Work to be completed:
Could you find each line of the data below that contains the word "crown" and copy those lines?

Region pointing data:
○ ○ ○ ○ ○

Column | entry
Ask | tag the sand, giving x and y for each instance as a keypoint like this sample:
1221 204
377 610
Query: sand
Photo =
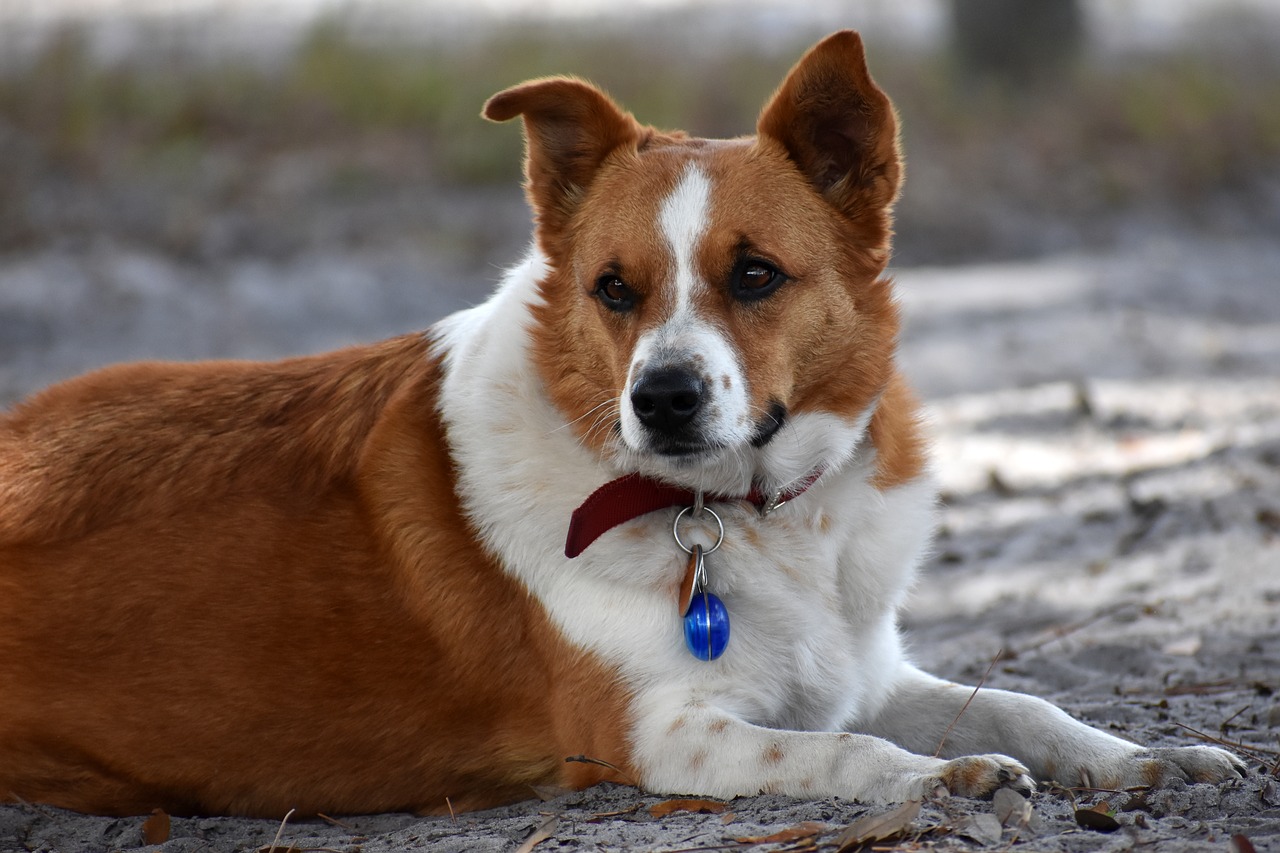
1109 446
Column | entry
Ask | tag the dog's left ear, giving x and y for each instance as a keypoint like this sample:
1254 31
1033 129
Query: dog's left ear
570 128
839 127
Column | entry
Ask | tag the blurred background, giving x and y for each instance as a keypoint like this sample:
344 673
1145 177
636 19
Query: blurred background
195 178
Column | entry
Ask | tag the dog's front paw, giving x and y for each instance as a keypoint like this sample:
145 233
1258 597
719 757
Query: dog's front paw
1156 767
982 775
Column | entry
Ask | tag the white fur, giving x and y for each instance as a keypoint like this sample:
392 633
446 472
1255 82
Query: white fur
812 591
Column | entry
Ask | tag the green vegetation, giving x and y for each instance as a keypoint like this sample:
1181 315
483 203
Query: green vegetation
1166 131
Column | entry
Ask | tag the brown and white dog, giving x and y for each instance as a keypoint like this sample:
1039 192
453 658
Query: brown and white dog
339 583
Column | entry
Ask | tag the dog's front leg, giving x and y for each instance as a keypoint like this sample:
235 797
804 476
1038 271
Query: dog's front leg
691 747
920 708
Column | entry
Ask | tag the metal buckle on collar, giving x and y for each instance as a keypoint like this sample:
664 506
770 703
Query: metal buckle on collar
775 502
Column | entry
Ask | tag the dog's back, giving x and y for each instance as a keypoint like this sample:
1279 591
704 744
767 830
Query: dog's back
233 630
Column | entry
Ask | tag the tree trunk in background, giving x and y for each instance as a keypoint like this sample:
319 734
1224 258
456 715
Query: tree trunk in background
1022 44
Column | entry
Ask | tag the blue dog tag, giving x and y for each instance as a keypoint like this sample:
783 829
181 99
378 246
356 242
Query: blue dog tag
705 626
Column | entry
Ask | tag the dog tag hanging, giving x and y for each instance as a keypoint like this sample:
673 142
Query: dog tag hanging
705 617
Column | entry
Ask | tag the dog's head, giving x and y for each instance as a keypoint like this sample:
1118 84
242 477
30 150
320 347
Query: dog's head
713 311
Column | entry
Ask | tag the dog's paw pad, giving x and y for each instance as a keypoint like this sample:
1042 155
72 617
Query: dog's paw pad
982 775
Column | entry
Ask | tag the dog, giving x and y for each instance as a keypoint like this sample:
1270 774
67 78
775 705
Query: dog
647 515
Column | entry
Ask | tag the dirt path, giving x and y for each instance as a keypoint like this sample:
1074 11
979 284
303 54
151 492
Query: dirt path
1109 445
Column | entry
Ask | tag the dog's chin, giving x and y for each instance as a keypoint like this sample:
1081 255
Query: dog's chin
712 468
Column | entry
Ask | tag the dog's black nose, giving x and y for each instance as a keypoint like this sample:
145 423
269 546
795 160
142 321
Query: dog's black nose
667 400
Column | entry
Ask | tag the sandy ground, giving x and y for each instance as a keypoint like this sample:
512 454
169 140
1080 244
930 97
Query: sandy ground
1109 445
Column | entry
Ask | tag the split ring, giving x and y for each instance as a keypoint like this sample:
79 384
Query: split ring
675 529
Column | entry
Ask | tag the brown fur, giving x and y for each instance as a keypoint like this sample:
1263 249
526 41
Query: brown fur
246 588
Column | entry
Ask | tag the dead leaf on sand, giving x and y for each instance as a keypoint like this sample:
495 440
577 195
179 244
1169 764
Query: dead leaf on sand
808 829
699 806
155 829
1100 819
1010 807
984 829
540 834
878 828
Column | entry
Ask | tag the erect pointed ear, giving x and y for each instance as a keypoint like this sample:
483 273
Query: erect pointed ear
570 128
839 127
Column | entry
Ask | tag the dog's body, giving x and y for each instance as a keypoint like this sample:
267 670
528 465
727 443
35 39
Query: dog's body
338 583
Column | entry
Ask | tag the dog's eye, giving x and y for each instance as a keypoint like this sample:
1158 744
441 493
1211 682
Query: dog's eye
754 279
615 293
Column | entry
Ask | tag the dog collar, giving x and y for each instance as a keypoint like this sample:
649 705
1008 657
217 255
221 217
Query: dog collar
631 496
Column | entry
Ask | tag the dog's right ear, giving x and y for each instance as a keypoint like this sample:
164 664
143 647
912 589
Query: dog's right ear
570 128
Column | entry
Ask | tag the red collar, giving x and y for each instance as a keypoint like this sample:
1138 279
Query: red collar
631 496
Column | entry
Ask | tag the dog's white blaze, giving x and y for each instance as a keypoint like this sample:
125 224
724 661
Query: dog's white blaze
682 219
685 338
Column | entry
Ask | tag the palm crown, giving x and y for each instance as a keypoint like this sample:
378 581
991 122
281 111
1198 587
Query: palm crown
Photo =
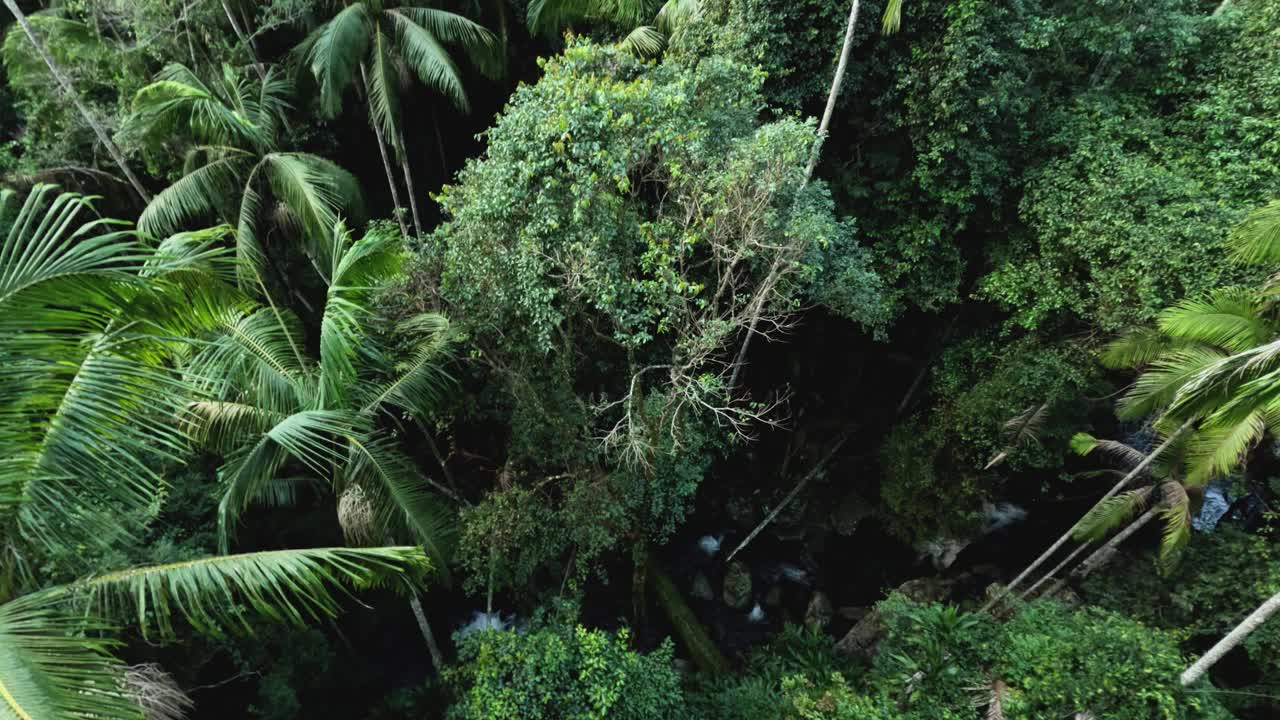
233 169
273 410
91 324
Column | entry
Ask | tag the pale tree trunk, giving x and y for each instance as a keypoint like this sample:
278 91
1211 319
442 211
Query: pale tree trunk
387 160
835 91
65 85
437 656
1052 573
1066 536
1102 555
408 182
841 65
1252 623
245 40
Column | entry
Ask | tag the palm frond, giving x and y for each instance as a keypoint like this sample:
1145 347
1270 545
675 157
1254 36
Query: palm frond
1217 447
644 42
1137 347
403 504
1228 318
429 60
421 381
287 586
1257 238
199 196
336 54
1111 513
1127 456
55 665
892 19
483 49
383 91
1176 533
1161 383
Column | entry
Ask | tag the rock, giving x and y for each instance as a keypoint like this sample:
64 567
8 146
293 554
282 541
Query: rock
702 588
942 551
863 638
817 616
849 513
737 586
855 614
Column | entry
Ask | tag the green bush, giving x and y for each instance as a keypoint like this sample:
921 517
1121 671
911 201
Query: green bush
563 673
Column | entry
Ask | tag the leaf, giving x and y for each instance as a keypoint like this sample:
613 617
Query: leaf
1110 514
55 665
336 53
287 586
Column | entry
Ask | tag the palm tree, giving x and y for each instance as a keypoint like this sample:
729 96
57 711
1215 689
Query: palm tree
233 168
275 411
384 44
68 90
91 320
653 24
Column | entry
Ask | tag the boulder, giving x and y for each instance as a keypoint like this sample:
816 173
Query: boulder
737 586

○ ○ ○ ○ ○

Answer to the problem:
Ask | tag the palm crown, giving x and y for each instance as a keypoint like this sample:
Query: palm crown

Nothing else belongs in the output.